Opinion article by Prof Motlatsi Thabane, Research Fellow, Centre for Gender and Africa Studies, University of the Free State

Eswatini (Swaziland) gained independence from Britain in September 1968. Under colonial rule, it was part of a triad of South African High Commission Territories with Botswana and Lesotho. The British started arrangements for granting independence to the three territories at around the same time, but Eswatini received its independence two years after the other two, which received their independence within the same week – Botswana on 30 September 1966, and Lesotho four days later on 4 October 1966.

Transition from colonial rule to independence
An important part of the explanation for the delay in Eswatini’s gaining of  independence was that there was no agreement between the British government and Paramount Chief (as he was styled under colonial rule) Sobhuza II on the one hand, or regarding a political system by which Eswatini would be ruled after gaining independence, on the other hand.

Under colonial rule, the institution of chieftainship in Lesotho had been greatly weakened by alcoholism among the senior chieftainship in particular, and chiefs had become deeply unpopular as a result of collaborating with colonial rulers in the oppression and exploitation of society. In Botswana, chiefs remained powerful and allowed for modernisation of the institution, including educating chiefs and the general population. Eswatini was different. From the beginning, the chieftainship remained strong, popular, deeply conservative, and the king succeeded in incorporating Swazi culture and traditional power structures, both of which he dominated, into the colonial system.   

As they left the High Commission Territories, the British wanted to leave – as they managed to do for Lesotho – independent Eswatini as a constitutional monarchy where power would be exercised by elected representatives of the people. In this, the British were supported by Eswatini’s small middle-class politicians and Eswatini’s small working class. For his part, driven by a seemingly sincerely-held totalitarian and paternalistic vision in which everything had to be done according to Swazi culture that put all power – ritual, political, spiritual, economic – in his hands in the negotiations, Sobhuza II wanted, and held out for a post-colonial political dispensation in which all power rested with him.

The fact that the British were opposed to this, caused a delay in Eswatini’s independence. What is important for modern Eswatini is that the king succeeded. An important concession he was forced to make was a constitutional provision allowing for multi-party democracy, and the right of the people to elect men and women of their choice to represent them in the country’s legislature. However, he countered and undermined even this constitutional provision by establishing his own political party to contest pre-independence elections.

A political theoretical examination of documents explaining the political system that King Sobhuza II wanted, would reveal a much more dangerous authoritarian rule than was, in fact established.

#####

* **TASK SET**
**a)** Answer these questions from the article on Eswatini's independence:
(i) On what date did Lesotho receive its independence?
(ii) What greatly weakened the institution of chieftainship in Lesotho under colonial rule?
(iii) What did Sobhuza II establish to counter the constitutional provision for multi-party democracy?
**b)** Resume the article on Eswatini's independence, picking up after its last sentence.
The records that come next are separate material, unrelated to the article on Eswatini's independence.

* **DATASET ENTRIES**
#####

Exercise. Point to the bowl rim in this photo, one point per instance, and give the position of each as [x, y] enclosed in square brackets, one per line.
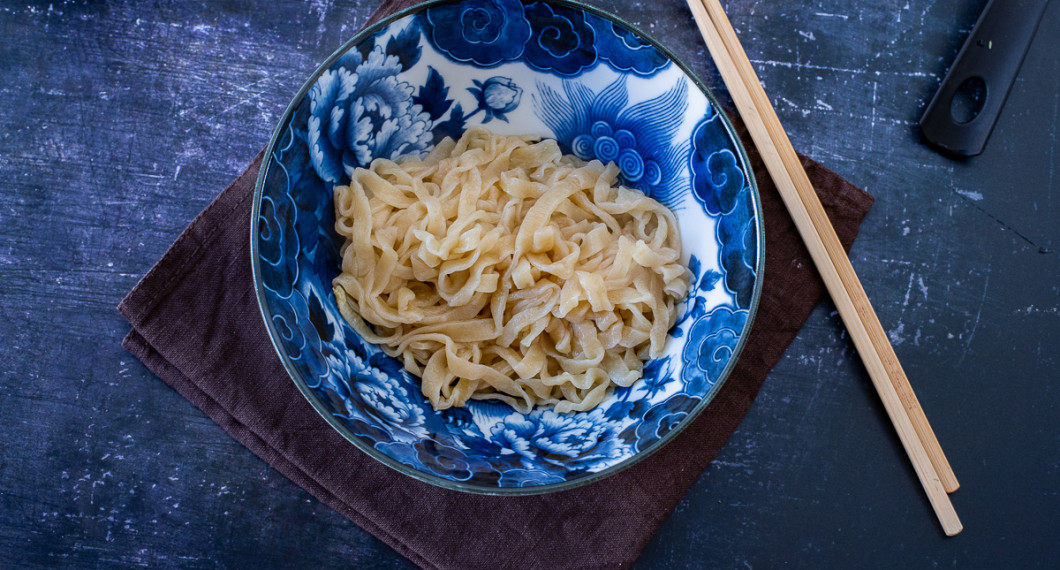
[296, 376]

#####

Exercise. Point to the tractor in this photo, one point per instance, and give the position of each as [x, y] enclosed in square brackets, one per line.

#####

* **RESPONSE LIST**
**a)**
(i) 4 October 1966
(ii) Alcoholism among the senior chieftainship
(iii) His own political party to contest pre-independence elections

**b)**
From King Sobhuza II to King Mswati III
In 1973, after independence, the monarch even removed the multi-party concession, suspended the Constitution, and issued a decree that gave him all the power in Eswatini society. This is the dispensation that King Mswati III inherited when he ascended the throne in 1986, following the death of his father in 1982. There must have been hope that the young king would liberalise politics and life in Eswatini. But these hopes have been dashed, because although there have been changes in the country’s constitutional arrangement since Sobhuza II’s death, it was largely cosmetic, and intended to make absolute monarchical rule less unappealing to the eye and ear – with phrases such as ‘monarchical democracy’ – and otherwise intended to entrench the king’s power even further.

From what King Sobhuza II left when he died in 1982, and throughout King Mswati III’s 35-year rule, the royal family have amassed enormous amounts of wealth. Means of amassing this wealth included what can best be described as the payment of tributes in the form of company shares, charged to companies that invest in Eswatini. In other countries, wealth such as this accrues to state coffers. The Eswatini state has established a fairly well-kept registration database for citizens and residents, which enhances tax collection.

Together with Lesotho and South Africa, Eswatini is counted among the top-ten most unequal societies in the world. Wealth distribution is heavily skewed in favour of a limited few among the traditional and modern elites. Poverty in the rural areas is estimated at 70%, and extreme poverty is estimated at 25%.

Politically, with the exception of a limited few among the ruling group, all social groups chafe under a most pervasive oppression. This oppression has been challenged, led by various organisations, particularly during King Mswati III’s reign. The state has reacted to all of these with unrestrained brutality not only intended to punish specific individuals and organisations, but also to secure the seemingly near-total acquiescence in much of society.

Explaining the current political unrest
According to sources, origins of the current unrest lie in the kingdom’s financial crisis, which has meant, for example, that the government is unable to pay public sector wages. Politically, the unrest is a result of the oppression described above. It is not spontaneous but has been building up over the years.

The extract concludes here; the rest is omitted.